§ Task details
Rewrite the records below, changing every "metal canopy" to "steel awning" and leaving everything else as it is.

══════════════════════════════

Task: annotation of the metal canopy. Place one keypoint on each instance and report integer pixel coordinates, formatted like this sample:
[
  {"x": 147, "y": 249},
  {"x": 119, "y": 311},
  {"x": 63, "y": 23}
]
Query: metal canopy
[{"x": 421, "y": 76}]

══════════════════════════════

§ Final result
Task: annotation of the steel awning. Place one keypoint on each instance and report integer pixel coordinates, formatted like this sample:
[
  {"x": 147, "y": 249},
  {"x": 119, "y": 311},
  {"x": 63, "y": 23}
]
Query: steel awning
[{"x": 421, "y": 76}]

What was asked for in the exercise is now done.